**THE DATA:**
· · · · ·
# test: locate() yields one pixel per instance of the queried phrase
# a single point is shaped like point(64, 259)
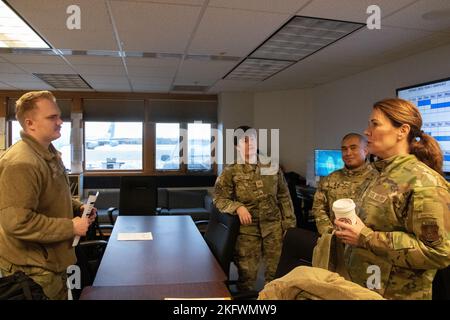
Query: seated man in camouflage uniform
point(343, 183)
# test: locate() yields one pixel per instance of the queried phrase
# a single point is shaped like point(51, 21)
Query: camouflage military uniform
point(267, 199)
point(406, 213)
point(340, 184)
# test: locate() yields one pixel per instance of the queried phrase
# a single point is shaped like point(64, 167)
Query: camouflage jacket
point(340, 184)
point(266, 197)
point(406, 213)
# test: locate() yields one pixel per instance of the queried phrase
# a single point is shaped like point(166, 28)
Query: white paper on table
point(133, 236)
point(87, 210)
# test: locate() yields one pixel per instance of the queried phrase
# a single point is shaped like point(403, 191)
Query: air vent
point(63, 81)
point(190, 88)
point(299, 38)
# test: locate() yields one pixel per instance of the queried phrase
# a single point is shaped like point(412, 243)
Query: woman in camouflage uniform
point(263, 204)
point(402, 235)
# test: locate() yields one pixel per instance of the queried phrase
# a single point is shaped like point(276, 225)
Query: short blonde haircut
point(27, 103)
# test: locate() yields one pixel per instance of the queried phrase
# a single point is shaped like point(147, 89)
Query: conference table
point(177, 262)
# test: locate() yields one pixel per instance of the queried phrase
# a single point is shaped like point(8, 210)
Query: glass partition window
point(62, 144)
point(167, 155)
point(199, 146)
point(113, 145)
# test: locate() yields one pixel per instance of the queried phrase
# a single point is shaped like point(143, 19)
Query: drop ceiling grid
point(95, 32)
point(411, 17)
point(284, 6)
point(233, 32)
point(154, 27)
point(350, 10)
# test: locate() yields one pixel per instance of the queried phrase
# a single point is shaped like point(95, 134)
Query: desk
point(177, 254)
point(157, 291)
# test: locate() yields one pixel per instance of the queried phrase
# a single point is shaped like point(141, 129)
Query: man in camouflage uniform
point(265, 210)
point(403, 230)
point(344, 183)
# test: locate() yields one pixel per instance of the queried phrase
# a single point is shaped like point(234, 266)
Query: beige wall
point(319, 117)
point(234, 110)
point(291, 112)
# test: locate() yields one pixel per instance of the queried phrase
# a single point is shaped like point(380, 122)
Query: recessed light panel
point(297, 39)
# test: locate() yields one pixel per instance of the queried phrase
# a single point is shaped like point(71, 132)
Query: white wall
point(344, 105)
point(289, 111)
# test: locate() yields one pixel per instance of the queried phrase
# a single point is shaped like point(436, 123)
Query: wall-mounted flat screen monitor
point(327, 161)
point(433, 100)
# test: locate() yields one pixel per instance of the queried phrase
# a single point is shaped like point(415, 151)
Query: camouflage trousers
point(53, 284)
point(250, 246)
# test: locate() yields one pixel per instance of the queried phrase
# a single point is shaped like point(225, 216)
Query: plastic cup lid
point(343, 205)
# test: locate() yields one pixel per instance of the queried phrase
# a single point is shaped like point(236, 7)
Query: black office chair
point(89, 255)
point(221, 235)
point(441, 285)
point(297, 250)
point(138, 196)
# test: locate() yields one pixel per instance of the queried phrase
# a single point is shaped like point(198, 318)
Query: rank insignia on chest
point(430, 232)
point(377, 197)
point(259, 184)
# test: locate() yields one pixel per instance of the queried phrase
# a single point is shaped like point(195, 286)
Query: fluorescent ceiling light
point(63, 81)
point(299, 38)
point(15, 33)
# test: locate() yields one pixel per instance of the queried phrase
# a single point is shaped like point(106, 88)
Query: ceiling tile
point(153, 81)
point(201, 70)
point(95, 30)
point(30, 85)
point(234, 32)
point(7, 77)
point(94, 80)
point(366, 47)
point(185, 2)
point(152, 62)
point(161, 72)
point(9, 68)
point(109, 87)
point(429, 15)
point(350, 10)
point(32, 58)
point(232, 86)
point(5, 86)
point(45, 68)
point(180, 81)
point(85, 69)
point(284, 6)
point(154, 27)
point(150, 88)
point(92, 60)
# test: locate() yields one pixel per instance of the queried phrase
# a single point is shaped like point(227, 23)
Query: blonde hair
point(27, 103)
point(422, 145)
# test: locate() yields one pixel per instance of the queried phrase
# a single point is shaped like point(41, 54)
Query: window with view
point(113, 145)
point(199, 146)
point(62, 144)
point(167, 155)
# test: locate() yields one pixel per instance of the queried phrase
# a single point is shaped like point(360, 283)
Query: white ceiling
point(197, 42)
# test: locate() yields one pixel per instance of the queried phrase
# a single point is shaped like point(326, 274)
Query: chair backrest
point(297, 250)
point(221, 236)
point(441, 284)
point(138, 195)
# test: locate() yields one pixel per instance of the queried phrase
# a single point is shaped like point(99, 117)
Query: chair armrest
point(208, 203)
point(91, 243)
point(105, 226)
point(202, 225)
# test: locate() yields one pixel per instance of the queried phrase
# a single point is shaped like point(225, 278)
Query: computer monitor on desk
point(327, 161)
point(138, 195)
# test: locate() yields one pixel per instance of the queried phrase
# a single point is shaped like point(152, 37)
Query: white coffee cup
point(344, 210)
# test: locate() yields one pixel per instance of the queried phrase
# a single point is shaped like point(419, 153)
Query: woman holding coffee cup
point(401, 235)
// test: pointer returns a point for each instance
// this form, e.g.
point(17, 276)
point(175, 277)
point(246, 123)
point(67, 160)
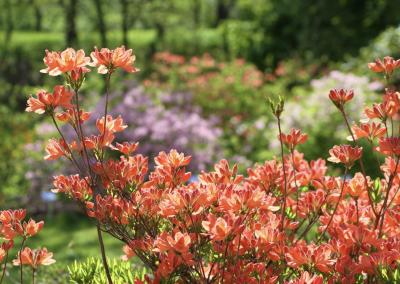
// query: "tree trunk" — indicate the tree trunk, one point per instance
point(124, 23)
point(9, 22)
point(196, 12)
point(101, 22)
point(38, 16)
point(224, 8)
point(71, 35)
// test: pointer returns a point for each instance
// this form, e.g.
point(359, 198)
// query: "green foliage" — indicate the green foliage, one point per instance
point(14, 133)
point(389, 275)
point(91, 271)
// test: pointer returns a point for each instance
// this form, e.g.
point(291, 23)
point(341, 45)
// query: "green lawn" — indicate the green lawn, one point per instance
point(69, 237)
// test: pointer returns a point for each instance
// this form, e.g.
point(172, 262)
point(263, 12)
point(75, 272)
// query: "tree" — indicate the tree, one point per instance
point(38, 14)
point(101, 25)
point(70, 12)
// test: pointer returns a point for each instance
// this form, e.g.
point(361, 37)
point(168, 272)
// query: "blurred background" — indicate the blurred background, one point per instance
point(206, 68)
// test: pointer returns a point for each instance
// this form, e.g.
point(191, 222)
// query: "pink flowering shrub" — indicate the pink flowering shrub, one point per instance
point(287, 220)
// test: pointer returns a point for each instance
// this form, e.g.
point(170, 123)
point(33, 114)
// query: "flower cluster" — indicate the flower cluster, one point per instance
point(13, 226)
point(286, 221)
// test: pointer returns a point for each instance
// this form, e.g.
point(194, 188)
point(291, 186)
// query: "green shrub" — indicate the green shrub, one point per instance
point(91, 271)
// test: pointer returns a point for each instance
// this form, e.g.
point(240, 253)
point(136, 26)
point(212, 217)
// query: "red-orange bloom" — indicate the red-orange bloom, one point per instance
point(388, 65)
point(60, 97)
point(107, 60)
point(112, 125)
point(340, 97)
point(218, 228)
point(294, 138)
point(345, 154)
point(66, 61)
point(32, 227)
point(389, 146)
point(172, 159)
point(368, 130)
point(356, 187)
point(126, 148)
point(34, 258)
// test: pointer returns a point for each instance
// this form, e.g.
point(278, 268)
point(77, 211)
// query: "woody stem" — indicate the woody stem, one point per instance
point(4, 267)
point(20, 258)
point(284, 176)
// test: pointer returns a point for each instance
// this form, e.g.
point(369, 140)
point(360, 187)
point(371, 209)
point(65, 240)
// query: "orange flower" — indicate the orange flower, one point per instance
point(388, 65)
point(60, 97)
point(34, 258)
point(126, 148)
point(218, 228)
point(107, 60)
point(33, 227)
point(9, 216)
point(128, 252)
point(112, 125)
point(294, 138)
point(368, 130)
point(345, 154)
point(340, 97)
point(389, 146)
point(356, 187)
point(70, 114)
point(67, 61)
point(56, 149)
point(172, 159)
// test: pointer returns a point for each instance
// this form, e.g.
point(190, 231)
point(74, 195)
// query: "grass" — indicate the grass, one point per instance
point(70, 237)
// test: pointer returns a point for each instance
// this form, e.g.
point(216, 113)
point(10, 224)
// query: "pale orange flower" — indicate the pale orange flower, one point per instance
point(126, 148)
point(45, 101)
point(34, 258)
point(389, 146)
point(388, 65)
point(368, 130)
point(107, 60)
point(340, 97)
point(112, 125)
point(172, 159)
point(294, 138)
point(218, 228)
point(66, 61)
point(345, 154)
point(56, 149)
point(33, 227)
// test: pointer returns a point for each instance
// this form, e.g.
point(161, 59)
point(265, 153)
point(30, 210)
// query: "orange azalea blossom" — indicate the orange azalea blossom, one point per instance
point(318, 255)
point(180, 243)
point(218, 228)
point(60, 97)
point(66, 61)
point(32, 227)
point(56, 149)
point(345, 154)
point(340, 97)
point(356, 186)
point(389, 146)
point(11, 216)
point(388, 65)
point(172, 159)
point(107, 60)
point(112, 125)
point(294, 138)
point(34, 258)
point(368, 130)
point(126, 148)
point(69, 116)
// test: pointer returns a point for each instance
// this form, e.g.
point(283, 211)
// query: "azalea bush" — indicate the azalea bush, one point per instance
· · · · ·
Out of the listing above, reproduce exactly the lines from the one with "Query: man in camouflage uniform" up to and including the one with "# a single point is shaped like point(106, 88)".

**TASK RESPONSE:**
Query: man in camouflage uniform
point(265, 210)
point(403, 230)
point(344, 183)
# test: locate() yields one pixel per instance of the queried phrase
# a single point is shaped like point(234, 266)
Query: beige wall
point(319, 117)
point(234, 110)
point(291, 112)
# test: locate() yields one pixel per instance of the queried phrase
# a single point is shaped like point(380, 122)
Query: recessed light panel
point(297, 39)
# test: locate() yields one pixel per instance of the queried phrase
# a single point is shaped like point(71, 132)
Query: white wall
point(344, 105)
point(289, 111)
# test: locate() yields one pixel per instance of the queried phrase
# a single point is shaped like point(436, 123)
Query: wall-mounted flat screen monitor
point(327, 161)
point(433, 100)
# test: locate() yields one pixel per instance of the queried phrase
# a single point is shaped like point(415, 151)
Query: camouflage trousers
point(53, 284)
point(250, 246)
# test: locate() yields one pixel per instance of the queried phrase
# a single point is shaped like point(225, 216)
Query: plastic cup lid
point(343, 205)
# test: locate() yields one pixel per instance of the queried phrase
# a single point is shaped like point(236, 7)
Query: black office chair
point(89, 255)
point(221, 235)
point(441, 285)
point(297, 250)
point(138, 196)
# test: locate() yields one pixel per instance of the queried phrase
# a single point is shaped like point(198, 318)
Query: rank insignia on chest
point(430, 232)
point(377, 197)
point(259, 184)
# test: locate() yields one pixel per instance of the queried phrase
# a single point is shaped like point(195, 286)
Query: fluorescent ceiling light
point(63, 81)
point(299, 38)
point(15, 33)
# test: locate() yields one pixel per instance of the queried phrase
# a single point is shaped like point(106, 88)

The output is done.